- GIVEN TEXT:
Commencement 2014: Words

May 17, 2014
by PRESIDENT PHILIP A. GLOTZBACH

Good morning. On this wonderful day, let me add my own heartfelt greetings to parents, family members, Trustees, members of the faculty, and honored guests in attendance at this celebratory event: Skidmore College’s 103rd Commencement.

Above all, to the members of the Skidmore College Class of 2014 both undergraduates and those receiving Master’s degrees today, congratulations!

The seventeen national flags arrayed on either side of the stage represent the homelands of those graduating seniors who have traveled far to learn with us and who, in turn, have enriched the Skidmore community with their presence and their perspectives.

We cloak important transitions in symbolism: The bagpipers who led the majority of you into the Opening Convocation in September of your freshman year today reappear to herald your final moments as Skidmore students and then, at the end of this ceremony, to take you out into your new lives as Skidmore alumni. Four years ago, at that Opening Convocation, those of you who then were first-year students wore your red class T-shirts, representing the bonds you would establish with your classmates. Today you have made friendships that will remain with you for the rest of your lives.

Your academic robe and accompanying flourishes serve as outward signs of your hard won academic accomplishments. I hope that each of you is proud of what is represented by what you wear today. And by the way, your gowns are made of recycled materials, as one more symbol highlighting our commitment to environmental sustainability.

The ornate regalia in evidence here today connects each of us to the rich and abiding history of higher learning. This particular form of dress hearkens back to the medieval university, representing a continuity of experience extending across nine centuries. It also reminds us that yours is one of many generations of young people who have come to the academy seeking both wisdom and preparation for productive and meaningful lives. Those of us on stage wear our own academic robes to signify that we too have made a similar journey. This is your moment of transition, triumph, and (no doubt, some) trepidation, but you can take a measure of encouragement in the fact that we and countless others have traveled this path ahead of you.

- SET TASK 1:
Translate this sentence from the commencement address into Spanish: "I hope that each of you is proud of what is represented by what you wear today."

- RECORDS:
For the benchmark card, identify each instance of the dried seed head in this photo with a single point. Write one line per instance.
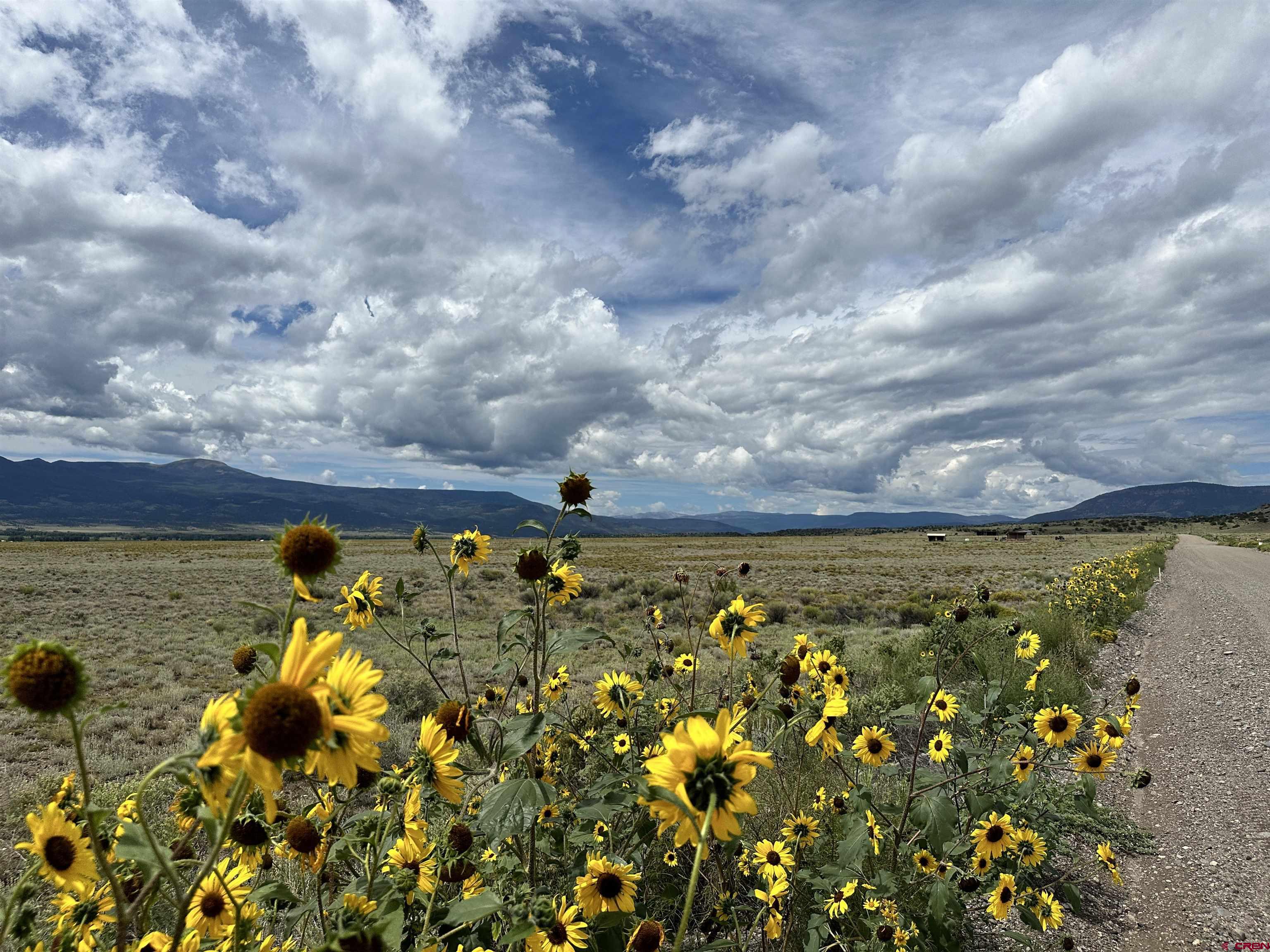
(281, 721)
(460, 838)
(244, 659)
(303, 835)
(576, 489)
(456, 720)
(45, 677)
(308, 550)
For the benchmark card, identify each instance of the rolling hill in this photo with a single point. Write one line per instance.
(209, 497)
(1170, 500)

--

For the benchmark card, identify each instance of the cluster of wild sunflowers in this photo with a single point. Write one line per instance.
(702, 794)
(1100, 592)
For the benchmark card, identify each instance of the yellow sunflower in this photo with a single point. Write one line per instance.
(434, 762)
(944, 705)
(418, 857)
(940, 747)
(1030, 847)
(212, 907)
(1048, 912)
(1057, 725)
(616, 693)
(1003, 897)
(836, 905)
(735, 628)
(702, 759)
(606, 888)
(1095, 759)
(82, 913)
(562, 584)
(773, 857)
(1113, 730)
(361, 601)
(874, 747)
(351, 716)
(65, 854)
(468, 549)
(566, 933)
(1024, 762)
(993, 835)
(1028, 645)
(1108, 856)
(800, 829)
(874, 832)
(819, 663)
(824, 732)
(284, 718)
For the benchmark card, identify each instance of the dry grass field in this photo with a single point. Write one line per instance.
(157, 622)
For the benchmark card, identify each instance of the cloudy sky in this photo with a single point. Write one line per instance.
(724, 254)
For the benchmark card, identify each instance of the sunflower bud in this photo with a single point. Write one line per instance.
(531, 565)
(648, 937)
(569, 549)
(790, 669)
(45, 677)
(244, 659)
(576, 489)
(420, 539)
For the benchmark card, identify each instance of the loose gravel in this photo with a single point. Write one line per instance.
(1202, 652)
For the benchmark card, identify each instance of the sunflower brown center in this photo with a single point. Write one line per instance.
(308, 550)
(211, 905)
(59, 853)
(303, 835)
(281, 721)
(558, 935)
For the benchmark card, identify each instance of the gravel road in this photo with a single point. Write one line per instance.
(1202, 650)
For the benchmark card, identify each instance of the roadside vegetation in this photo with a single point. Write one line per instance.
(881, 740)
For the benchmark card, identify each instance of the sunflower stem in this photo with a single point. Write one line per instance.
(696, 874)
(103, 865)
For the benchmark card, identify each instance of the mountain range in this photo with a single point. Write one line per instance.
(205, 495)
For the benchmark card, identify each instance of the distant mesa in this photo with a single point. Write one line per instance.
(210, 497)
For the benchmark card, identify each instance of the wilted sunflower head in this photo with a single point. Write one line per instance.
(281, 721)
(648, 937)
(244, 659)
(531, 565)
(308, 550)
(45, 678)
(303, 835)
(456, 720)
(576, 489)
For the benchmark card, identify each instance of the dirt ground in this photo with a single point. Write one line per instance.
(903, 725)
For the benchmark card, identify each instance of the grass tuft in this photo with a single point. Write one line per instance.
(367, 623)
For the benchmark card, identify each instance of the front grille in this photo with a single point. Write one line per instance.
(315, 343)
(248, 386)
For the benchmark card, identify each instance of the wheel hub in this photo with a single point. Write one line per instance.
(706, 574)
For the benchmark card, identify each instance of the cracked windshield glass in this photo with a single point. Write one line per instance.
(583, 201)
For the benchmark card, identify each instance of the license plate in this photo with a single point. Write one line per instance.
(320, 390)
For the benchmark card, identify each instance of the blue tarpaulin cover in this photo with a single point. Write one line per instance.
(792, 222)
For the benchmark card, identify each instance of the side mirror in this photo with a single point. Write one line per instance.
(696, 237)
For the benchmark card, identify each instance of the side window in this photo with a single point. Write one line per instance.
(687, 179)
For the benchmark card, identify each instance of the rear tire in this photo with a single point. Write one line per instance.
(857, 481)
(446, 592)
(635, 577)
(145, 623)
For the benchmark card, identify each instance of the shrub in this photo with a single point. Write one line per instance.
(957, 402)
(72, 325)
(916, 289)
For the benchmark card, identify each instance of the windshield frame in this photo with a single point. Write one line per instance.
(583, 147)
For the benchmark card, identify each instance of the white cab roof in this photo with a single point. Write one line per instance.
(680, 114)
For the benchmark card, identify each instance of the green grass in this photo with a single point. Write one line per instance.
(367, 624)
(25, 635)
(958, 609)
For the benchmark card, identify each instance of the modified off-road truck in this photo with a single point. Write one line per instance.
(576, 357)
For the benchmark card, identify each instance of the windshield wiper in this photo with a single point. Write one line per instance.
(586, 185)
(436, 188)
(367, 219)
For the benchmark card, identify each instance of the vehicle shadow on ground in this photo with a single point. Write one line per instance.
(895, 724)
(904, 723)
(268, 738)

- SET TASK 2:
Report every line of the records that contains the string "grass", copying each one in full. Case counts.

- CORRECT ANSWER 1:
Espero que cada uno de ustedes esté orgulloso de lo que representa lo que llevan puesto hoy.

- CORRECT ANSWER 2:
For the benchmark card, identify each instance of the dry grass field in this photo with a single point. Write one line per instance.
For the benchmark card, identify each instance of the grass tuft in this photo with a single point. Write one line per instance.
For the benchmark card, identify each instance of the green grass in this photo with a single point. Write one line per instance.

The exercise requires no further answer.